** Supplied passage follows **
Paradigm Shift: The Current State of Development Labs

The Summer Labs at Sundance ResortThe Summer Labs at Sundance Resort, photo by Jonathan Hickerson

in Columns, Issues
on Sep 20, 2023

When the Tribeca Film Institute (TFI) announced in spring 2020 that they would shutter, many in the independent film community were shocked. For 17 years, TFI had supported hundreds of filmmakers and projects, including underrepresented artists, through its Tribeca All Access program, as well as Latin American filmmakers and VR visionaries. At the time, TFI’s closure appeared to be the result of a unique case of pandemic skittishness combined with its parent organization’s increasingly for-profit ambitions. Rather than an outlier, it may have been a sign of things to come. Given the lingering effects of the COVID era and the consolidation of media companies, it’s not only a challenging moment for the art-film business, but a precarious time for the nurturing of artists who are its future.
** End of Supplied passage **
** Records provided follows **
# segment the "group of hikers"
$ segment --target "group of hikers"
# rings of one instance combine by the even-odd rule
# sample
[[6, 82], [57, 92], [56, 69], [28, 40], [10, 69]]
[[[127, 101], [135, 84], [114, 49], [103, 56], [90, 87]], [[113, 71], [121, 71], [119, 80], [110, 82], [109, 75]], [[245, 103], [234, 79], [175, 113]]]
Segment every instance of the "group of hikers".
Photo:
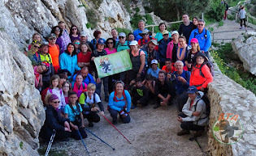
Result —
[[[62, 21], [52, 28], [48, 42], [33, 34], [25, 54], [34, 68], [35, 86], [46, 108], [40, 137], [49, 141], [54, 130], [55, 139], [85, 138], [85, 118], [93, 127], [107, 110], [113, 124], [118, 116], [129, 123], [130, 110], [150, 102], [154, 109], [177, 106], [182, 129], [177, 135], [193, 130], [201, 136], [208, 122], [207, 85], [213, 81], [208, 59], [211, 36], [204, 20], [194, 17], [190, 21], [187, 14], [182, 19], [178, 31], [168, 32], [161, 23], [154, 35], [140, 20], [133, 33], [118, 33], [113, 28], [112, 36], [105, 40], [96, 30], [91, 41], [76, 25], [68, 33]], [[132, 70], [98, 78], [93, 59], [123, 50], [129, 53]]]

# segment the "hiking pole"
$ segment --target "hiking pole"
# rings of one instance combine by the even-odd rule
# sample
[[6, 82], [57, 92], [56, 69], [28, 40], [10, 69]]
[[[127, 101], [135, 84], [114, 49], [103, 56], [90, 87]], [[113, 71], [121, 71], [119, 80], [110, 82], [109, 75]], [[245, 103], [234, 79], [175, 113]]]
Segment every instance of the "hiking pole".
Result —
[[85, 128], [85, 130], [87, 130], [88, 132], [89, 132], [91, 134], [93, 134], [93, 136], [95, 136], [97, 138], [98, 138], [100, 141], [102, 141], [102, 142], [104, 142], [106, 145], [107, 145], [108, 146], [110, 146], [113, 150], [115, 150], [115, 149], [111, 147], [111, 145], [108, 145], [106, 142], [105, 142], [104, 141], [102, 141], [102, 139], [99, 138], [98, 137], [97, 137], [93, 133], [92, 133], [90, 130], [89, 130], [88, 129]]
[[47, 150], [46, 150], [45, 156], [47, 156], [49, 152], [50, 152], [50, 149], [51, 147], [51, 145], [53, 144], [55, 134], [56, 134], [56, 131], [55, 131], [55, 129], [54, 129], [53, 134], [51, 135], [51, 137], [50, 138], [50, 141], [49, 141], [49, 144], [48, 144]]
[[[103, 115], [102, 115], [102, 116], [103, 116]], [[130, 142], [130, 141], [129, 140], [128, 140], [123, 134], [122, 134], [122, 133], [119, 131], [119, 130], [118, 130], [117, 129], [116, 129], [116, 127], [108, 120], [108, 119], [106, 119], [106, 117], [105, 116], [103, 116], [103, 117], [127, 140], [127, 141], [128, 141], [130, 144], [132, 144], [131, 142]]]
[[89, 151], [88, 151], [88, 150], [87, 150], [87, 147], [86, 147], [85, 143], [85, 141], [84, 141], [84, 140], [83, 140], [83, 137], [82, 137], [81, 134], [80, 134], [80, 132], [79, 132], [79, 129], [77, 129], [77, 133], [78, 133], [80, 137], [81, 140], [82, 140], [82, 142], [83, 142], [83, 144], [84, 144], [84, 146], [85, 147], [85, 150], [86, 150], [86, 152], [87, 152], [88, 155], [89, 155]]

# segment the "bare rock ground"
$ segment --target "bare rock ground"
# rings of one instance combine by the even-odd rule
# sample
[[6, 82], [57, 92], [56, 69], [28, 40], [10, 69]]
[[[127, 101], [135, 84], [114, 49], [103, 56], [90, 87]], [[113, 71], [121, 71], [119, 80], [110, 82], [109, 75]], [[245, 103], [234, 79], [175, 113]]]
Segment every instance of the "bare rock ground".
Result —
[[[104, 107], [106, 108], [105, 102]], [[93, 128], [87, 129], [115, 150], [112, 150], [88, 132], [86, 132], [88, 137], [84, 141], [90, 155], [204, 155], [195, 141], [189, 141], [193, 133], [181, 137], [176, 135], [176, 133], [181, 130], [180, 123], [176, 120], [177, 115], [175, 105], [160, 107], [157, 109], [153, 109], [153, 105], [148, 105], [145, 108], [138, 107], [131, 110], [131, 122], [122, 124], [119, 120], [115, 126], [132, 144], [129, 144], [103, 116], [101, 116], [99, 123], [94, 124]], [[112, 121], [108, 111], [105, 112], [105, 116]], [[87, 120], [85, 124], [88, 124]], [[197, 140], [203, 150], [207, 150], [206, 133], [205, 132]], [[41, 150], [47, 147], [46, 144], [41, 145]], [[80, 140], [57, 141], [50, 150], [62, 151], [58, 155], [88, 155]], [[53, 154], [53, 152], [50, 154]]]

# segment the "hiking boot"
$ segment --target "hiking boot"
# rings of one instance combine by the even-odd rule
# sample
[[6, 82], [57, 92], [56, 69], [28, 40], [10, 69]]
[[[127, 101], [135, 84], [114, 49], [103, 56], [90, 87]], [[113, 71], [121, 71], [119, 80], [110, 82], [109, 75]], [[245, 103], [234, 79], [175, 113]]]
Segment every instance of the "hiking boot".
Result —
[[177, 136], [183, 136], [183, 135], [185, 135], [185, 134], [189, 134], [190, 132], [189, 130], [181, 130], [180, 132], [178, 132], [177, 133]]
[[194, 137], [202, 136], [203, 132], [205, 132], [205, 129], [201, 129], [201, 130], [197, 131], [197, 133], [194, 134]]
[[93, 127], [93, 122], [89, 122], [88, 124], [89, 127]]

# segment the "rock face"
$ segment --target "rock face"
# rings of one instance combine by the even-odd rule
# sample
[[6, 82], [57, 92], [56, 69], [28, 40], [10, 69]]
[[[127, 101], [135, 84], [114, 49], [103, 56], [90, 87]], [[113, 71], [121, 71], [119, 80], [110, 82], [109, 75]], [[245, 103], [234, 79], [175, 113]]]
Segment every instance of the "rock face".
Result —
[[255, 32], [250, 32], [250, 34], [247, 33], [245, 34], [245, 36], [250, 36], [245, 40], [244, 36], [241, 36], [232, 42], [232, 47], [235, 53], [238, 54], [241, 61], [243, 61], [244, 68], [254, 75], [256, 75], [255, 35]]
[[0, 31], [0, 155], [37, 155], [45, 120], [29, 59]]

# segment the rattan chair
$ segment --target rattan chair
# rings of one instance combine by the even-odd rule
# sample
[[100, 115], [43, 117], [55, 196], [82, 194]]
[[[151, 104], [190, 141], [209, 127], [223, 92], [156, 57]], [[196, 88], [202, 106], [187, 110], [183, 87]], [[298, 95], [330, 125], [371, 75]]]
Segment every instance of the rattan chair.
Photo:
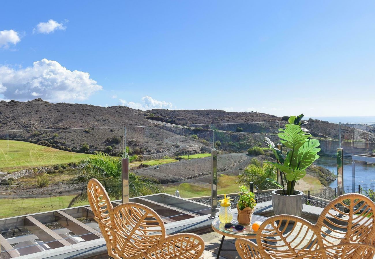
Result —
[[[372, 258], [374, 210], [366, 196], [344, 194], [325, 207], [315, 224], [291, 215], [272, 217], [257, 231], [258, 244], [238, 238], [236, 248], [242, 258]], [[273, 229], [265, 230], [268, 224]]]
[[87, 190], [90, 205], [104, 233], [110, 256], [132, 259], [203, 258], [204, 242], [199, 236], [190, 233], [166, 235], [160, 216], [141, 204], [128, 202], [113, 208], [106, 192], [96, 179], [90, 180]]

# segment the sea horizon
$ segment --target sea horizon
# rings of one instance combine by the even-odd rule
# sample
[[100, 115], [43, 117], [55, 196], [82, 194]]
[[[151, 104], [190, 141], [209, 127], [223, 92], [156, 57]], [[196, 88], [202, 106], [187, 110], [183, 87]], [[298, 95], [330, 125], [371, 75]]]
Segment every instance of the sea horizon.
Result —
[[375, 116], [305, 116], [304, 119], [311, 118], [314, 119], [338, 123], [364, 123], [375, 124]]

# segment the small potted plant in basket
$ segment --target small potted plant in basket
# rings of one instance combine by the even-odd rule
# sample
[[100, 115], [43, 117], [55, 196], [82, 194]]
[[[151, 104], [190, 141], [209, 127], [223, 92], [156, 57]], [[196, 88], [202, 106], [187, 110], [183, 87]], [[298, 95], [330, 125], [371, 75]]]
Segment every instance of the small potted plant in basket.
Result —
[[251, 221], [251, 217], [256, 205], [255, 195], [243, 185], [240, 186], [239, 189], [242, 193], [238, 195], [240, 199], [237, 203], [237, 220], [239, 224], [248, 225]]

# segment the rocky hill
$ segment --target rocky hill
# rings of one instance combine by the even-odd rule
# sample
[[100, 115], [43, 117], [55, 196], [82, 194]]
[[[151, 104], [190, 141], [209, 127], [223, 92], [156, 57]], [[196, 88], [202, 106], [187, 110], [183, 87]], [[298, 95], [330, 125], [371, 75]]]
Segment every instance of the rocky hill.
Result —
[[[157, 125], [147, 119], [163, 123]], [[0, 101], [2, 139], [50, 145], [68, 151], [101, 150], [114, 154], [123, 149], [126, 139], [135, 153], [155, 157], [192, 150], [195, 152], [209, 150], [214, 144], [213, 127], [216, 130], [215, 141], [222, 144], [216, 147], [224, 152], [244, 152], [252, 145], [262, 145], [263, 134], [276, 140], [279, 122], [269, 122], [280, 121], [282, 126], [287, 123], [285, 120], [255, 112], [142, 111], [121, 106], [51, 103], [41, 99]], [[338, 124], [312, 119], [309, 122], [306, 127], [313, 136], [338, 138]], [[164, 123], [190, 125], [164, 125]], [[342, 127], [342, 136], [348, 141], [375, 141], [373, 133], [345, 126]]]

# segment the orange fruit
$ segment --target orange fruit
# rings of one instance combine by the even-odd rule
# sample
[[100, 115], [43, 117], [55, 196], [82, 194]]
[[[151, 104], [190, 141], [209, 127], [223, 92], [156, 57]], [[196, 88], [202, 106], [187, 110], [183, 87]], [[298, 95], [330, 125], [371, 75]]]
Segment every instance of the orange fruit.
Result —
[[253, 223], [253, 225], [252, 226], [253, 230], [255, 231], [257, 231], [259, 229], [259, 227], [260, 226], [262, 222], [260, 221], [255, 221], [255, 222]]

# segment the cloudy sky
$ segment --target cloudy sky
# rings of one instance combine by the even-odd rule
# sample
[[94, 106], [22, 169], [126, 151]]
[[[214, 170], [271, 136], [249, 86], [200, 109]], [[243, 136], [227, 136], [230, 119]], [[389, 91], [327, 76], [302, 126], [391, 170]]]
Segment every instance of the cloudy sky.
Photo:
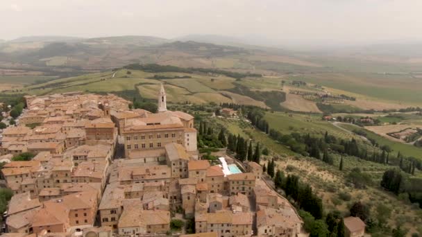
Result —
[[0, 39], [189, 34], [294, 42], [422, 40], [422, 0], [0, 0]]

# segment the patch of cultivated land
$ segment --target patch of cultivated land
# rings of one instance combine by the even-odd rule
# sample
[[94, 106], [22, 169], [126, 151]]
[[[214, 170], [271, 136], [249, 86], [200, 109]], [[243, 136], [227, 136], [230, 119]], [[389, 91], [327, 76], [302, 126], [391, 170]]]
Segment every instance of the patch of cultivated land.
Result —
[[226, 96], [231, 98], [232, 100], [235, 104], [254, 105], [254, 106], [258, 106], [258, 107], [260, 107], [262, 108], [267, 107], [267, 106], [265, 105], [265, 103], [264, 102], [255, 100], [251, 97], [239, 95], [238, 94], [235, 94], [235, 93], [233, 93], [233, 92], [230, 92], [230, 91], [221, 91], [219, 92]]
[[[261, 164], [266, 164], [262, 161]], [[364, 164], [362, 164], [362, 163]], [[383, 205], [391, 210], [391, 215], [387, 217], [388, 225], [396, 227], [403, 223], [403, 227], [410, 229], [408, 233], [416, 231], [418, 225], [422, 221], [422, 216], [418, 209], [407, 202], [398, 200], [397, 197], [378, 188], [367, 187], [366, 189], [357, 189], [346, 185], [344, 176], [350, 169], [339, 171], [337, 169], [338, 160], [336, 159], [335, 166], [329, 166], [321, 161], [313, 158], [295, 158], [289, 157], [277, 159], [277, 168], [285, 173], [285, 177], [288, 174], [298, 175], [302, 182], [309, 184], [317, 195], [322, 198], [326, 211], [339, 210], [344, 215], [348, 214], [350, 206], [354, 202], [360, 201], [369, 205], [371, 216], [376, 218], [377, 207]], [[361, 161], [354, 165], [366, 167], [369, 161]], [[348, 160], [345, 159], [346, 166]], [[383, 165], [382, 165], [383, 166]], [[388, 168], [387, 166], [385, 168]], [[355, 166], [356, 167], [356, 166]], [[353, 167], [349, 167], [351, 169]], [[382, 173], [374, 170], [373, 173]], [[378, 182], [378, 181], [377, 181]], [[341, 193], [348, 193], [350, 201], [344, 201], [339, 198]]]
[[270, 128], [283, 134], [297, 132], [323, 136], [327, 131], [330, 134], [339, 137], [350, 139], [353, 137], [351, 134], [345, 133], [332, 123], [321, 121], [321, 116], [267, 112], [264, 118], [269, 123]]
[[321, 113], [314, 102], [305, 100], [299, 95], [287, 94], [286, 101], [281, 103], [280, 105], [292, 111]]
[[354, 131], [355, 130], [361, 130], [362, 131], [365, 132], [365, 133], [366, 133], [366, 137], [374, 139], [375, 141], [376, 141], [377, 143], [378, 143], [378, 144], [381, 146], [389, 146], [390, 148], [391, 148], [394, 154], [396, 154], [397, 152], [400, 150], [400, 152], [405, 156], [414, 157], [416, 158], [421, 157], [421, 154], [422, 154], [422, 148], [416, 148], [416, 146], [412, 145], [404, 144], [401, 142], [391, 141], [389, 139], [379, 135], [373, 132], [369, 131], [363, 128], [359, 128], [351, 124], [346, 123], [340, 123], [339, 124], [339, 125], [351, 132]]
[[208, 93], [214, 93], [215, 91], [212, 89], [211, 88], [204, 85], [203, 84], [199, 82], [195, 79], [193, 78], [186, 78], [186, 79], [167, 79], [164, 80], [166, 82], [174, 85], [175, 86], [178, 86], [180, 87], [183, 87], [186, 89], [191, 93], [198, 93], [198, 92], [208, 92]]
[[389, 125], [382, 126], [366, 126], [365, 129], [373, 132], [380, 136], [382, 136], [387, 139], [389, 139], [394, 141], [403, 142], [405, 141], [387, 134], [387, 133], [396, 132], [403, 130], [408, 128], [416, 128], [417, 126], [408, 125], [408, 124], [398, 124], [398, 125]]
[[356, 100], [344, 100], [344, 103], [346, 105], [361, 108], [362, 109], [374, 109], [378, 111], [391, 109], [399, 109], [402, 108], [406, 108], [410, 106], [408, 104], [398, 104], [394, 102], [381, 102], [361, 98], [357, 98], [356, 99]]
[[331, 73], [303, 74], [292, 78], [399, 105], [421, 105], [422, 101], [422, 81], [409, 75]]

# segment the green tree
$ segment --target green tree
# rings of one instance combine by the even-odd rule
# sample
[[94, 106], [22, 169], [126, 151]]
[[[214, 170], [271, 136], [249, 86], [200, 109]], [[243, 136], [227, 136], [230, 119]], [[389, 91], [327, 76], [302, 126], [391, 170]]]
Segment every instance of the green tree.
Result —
** End of Records provided **
Your instructions.
From the article on development labs, extract word for word the portion between "When the Tribeca" and "are its future.", inclusive.

Response to this task.
When the Tribeca Film Institute (TFI) announced in spring 2020 that they would shutter, many in the independent film community were shocked. For 17 years, TFI had supported hundreds of filmmakers and projects, including underrepresented artists, through its Tribeca All Access program, as well as Latin American filmmakers and VR visionaries. At the time, TFI’s closure appeared to be the result of a unique case of pandemic skittishness combined with its parent organization’s increasingly for-profit ambitions. Rather than an outlier, it may have been a sign of things to come. Given the lingering effects of the COVID era and the consolidation of media companies, it’s not only a challenging moment for the art-film business, but a precarious time for the nurturing of artists who are its future.